● **Stated exercise**: Retype the records below word for word and omit any image.

[Object point labels]
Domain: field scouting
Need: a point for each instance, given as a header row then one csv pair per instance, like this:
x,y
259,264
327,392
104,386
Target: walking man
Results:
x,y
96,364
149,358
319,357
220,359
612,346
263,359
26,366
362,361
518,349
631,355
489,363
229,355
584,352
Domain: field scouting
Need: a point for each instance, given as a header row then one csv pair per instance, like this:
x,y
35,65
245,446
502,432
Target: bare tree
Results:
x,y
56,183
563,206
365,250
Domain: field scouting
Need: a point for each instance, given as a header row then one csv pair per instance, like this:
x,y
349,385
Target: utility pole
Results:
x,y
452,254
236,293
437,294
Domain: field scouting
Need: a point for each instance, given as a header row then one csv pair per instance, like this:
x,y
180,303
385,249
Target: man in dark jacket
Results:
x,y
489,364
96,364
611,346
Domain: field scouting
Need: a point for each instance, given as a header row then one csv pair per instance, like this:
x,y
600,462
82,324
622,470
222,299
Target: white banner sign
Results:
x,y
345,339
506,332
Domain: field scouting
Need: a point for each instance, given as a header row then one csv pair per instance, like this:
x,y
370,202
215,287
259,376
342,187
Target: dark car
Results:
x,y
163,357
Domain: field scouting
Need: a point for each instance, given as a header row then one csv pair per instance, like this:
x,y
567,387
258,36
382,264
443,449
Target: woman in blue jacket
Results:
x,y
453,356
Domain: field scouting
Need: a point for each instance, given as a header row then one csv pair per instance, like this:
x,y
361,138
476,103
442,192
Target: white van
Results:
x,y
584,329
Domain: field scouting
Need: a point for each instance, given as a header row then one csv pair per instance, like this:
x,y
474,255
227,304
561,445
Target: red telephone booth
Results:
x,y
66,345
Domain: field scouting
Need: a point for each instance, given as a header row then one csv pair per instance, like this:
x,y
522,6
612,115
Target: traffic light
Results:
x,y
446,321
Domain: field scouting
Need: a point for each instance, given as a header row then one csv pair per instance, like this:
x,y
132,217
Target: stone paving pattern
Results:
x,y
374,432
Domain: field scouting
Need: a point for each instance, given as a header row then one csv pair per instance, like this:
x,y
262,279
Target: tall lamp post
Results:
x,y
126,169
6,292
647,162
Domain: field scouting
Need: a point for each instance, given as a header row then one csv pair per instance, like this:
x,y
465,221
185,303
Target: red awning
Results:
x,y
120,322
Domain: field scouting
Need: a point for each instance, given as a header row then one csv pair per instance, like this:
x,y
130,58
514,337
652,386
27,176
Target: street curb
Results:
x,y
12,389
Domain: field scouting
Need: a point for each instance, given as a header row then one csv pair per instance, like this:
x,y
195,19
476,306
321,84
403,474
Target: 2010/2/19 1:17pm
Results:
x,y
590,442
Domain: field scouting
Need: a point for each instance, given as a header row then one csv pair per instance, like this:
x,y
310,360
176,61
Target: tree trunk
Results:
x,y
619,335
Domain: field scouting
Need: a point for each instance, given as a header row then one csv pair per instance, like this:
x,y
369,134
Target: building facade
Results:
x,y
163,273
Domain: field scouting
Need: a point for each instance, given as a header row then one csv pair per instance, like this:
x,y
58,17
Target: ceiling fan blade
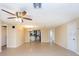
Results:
x,y
27,18
11,17
7,12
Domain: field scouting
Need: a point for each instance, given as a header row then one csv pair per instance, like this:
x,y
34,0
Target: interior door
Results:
x,y
72,29
4,36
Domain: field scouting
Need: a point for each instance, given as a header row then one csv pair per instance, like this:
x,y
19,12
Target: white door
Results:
x,y
4,36
72,29
51,36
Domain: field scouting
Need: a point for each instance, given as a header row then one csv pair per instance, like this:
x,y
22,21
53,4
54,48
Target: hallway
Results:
x,y
37,49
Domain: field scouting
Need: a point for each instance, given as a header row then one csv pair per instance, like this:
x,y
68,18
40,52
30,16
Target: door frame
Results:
x,y
68,37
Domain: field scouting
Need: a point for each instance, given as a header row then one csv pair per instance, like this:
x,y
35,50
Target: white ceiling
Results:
x,y
51,14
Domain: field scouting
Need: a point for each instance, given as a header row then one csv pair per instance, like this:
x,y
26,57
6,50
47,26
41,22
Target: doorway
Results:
x,y
35,36
4,37
72,40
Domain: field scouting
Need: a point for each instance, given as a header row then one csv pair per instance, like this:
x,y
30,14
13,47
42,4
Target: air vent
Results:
x,y
37,5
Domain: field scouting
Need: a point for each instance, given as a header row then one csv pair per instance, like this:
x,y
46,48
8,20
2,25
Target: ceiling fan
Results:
x,y
17,15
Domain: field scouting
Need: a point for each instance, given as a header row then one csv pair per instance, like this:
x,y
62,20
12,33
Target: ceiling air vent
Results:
x,y
37,5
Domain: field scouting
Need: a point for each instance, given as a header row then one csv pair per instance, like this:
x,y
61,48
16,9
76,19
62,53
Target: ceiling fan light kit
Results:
x,y
18,15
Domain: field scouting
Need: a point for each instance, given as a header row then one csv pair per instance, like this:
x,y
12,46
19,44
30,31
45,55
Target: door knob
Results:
x,y
73,39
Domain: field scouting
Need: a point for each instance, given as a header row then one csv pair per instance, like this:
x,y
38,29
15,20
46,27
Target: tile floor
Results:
x,y
37,49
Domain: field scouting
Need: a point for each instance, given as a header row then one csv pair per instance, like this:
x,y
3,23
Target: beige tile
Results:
x,y
38,49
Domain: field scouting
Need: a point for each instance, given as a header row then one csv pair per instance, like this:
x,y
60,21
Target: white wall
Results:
x,y
11,36
0,36
15,36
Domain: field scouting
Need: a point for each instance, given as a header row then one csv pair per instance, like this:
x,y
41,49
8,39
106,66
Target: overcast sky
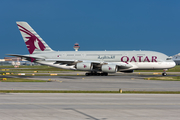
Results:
x,y
95,24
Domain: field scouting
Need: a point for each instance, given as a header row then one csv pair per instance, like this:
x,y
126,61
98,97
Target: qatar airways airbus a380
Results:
x,y
95,62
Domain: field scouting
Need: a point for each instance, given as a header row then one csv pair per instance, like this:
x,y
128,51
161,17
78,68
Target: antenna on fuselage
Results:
x,y
76,46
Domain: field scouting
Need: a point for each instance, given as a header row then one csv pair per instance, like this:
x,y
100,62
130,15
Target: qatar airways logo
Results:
x,y
127,59
109,68
33,42
84,65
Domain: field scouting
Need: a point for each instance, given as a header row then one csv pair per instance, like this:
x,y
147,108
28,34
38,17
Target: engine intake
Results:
x,y
84,66
109,68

● **Correct response**:
Domain: field scouting
Need: a point for each instance, given as a header row then one csv pair per instance, like this:
x,y
259,264
327,392
104,386
Target: walking man
Results:
x,y
96,364
149,358
319,357
220,359
612,346
263,359
26,366
362,361
518,349
631,355
489,363
229,355
584,352
Domain: field scouting
Need: a point for each instance, given as a header row then one csv pair per instance, like this:
x,y
35,65
245,446
502,432
Target: bare tree
Results:
x,y
56,183
563,206
365,250
Domain: field scouting
Need: a point for each instance, given as a header row then one csv pair per instance, like this:
x,y
349,385
Target: utility pole
Results:
x,y
452,254
236,293
437,294
Domain: field scouting
Need: a point for each instance, given as a header row then one csv pair per instance, like this:
x,y
180,303
385,249
Target: man in dark jacket
Results:
x,y
489,364
96,364
611,346
Domain: field scouting
Need: a point for each instance, given as a header row then one csv pair per instance, like this:
x,y
600,462
82,324
622,470
222,299
Target: white banner sign
Results:
x,y
345,339
506,332
Domain: field scouting
Need: a point for each instance, given as a header row then one csv pair per instance, like this:
x,y
370,202
215,287
259,376
342,187
Target: dark car
Results:
x,y
163,357
Domain: field scouting
Need: a point for each instance, given as a header row then one csv pair per instance, like this:
x,y
567,387
258,36
382,264
443,449
Target: woman in blue jacket
Results:
x,y
453,356
Domain: field scouting
Need: a point for each instance, given as a header row then one csv pair per instance, like this:
x,y
361,138
476,103
442,192
Target: white van
Results:
x,y
584,329
Domain: field scouting
Need: a point for each instance, given as a header row then one csv pair per instance, like this:
x,y
474,255
227,304
561,445
Target: red telephone booth
Results:
x,y
66,345
Domain: field scouting
Need: a point for each instance, given as a header row then one csv pair per instance, like this:
x,y
522,6
612,115
Target: traffic light
Results:
x,y
446,321
Domain: field scouting
Need: a point for each instance, given as a header row then one csv pair per instance, like this:
x,y
132,217
Target: stone paving pattern
Results:
x,y
374,432
Domain: field scouting
Need: a point for each instance, given as a header row then one csv pair per instance, like this:
x,y
262,279
Target: tall lamp post
Results:
x,y
126,169
6,292
647,162
Domain: field scouting
Need: a point for each instance, given as a header row then one csv pair per instance, like this:
x,y
465,221
185,303
Target: red awning
Results:
x,y
120,322
Domain: field scouting
Need: a point for each instance, given as a header row then one csv pair per instance, like this:
x,y
130,58
514,337
652,386
27,176
Target: street curb
Results:
x,y
12,389
Domain: field scouting
Need: a point for each instance, given as a header row then one csv pair per instance, like this:
x,y
195,19
476,306
321,84
403,474
Target: 2010/2/19 1:17pm
Results:
x,y
590,442
Domain: field scouting
Need: a point for each instance, given as a header row then one csv pair per instance, like this:
x,y
310,360
176,61
Target: tree trunk
Results:
x,y
619,335
Domain: field scouting
Need: a point for each instance, given as a header row then one csv pair per instance, like this:
x,y
369,134
Target: building facade
Results:
x,y
163,273
Domain: field scouting
Need: a point for each instance, given as a header row then one csv pair per instance, like this:
x,y
58,17
Target: ceiling fan blade
Results:
x,y
27,18
11,17
7,12
Domain: field scouting
Need: a point for each instance, given as a header row then one csv pair per instance, like this:
x,y
34,0
Target: interior door
Results:
x,y
72,29
4,36
Domain: field scouting
Need: a point for each instance, given as a header row then one csv pair per instance, like this:
x,y
19,12
Target: white door
Results:
x,y
4,36
72,29
51,36
Domain: field scouting
Need: a point for each instance, given as a header row then one csv pair per instance, like this:
x,y
22,21
53,4
54,48
Target: hallway
Results:
x,y
37,49
Domain: field scouting
Need: a point for each instance, given as a header row then one csv pair per instance, like this:
x,y
68,18
40,52
30,16
Target: door frame
Results:
x,y
68,37
Domain: field scouting
Need: a point for each instance, given as a header row then one csv pair per instance, like this:
x,y
35,50
Target: white ceiling
Results:
x,y
51,14
Domain: field scouting
Need: a point for each instance, given as a header row then one csv pair per instance, like this:
x,y
26,57
6,50
47,26
41,22
Target: doorway
Results:
x,y
35,36
4,37
72,40
Domain: field scouting
Need: a point for each instance, given as a header row then one csv pair per instance, like this:
x,y
30,14
13,47
42,4
Target: air vent
Results:
x,y
37,5
Domain: field scouting
Need: a point for each instance, given as a header row then one csv pair per instance, like this:
x,y
46,48
8,20
2,25
Target: ceiling fan
Results:
x,y
17,15
Domain: field scouting
Need: a point for each instance, given as a header row then one csv pair per instance, like this:
x,y
62,20
12,33
Target: ceiling air vent
Results:
x,y
37,5
Domain: field scouting
Need: a point for each instance, given as a header row then one csv pair per instance, like this:
x,y
61,48
16,9
76,19
62,53
Target: ceiling fan light kit
Results:
x,y
18,15
Domain: field scouting
Need: a point for each instance, given as a header row then one csv pair per instance, like this:
x,y
12,46
19,44
30,31
45,55
Target: door knob
Results:
x,y
73,39
Domain: field scouting
Need: a point for each instance, given as a header row then one csv pair per instance, like this:
x,y
38,29
15,20
46,27
Target: tile floor
Results:
x,y
37,49
Domain: field scouting
Need: a point for each instance, given as a header row then one csv pair per instance, like this:
x,y
3,23
Target: beige tile
Results:
x,y
38,49
Domain: field scouting
Need: a point for each instance, given as a header row then one csv pair per instance, like this:
x,y
60,21
Target: white wall
Results:
x,y
11,36
0,36
15,36
Domain: field scouting
Need: a point for each instance, given as a header row then one csv pair per instance, like this:
x,y
41,49
8,39
106,66
Target: overcast sky
Results:
x,y
95,24
Domain: field scouting
Need: a point for each instance, given as a header row then one csv pair per instance, like this:
x,y
126,61
98,97
Target: qatar airways airbus a380
Results:
x,y
95,62
Domain: field scouting
Need: a point for each instance, given as a header row then one csv pair per instance, like this:
x,y
128,51
161,17
78,68
Target: antenna on fuselage
Results:
x,y
76,46
Domain: field scouting
Need: a point for each instance, given as a header row then one csv pair per instance, like this:
x,y
100,62
130,15
Target: qatar airways logo
Results:
x,y
127,59
109,68
33,42
84,65
Domain: field scouting
Need: a point for each instance, given as a header row then one csv pair per instance, like this:
x,y
147,108
28,34
38,17
Target: engine intake
Results:
x,y
84,66
109,68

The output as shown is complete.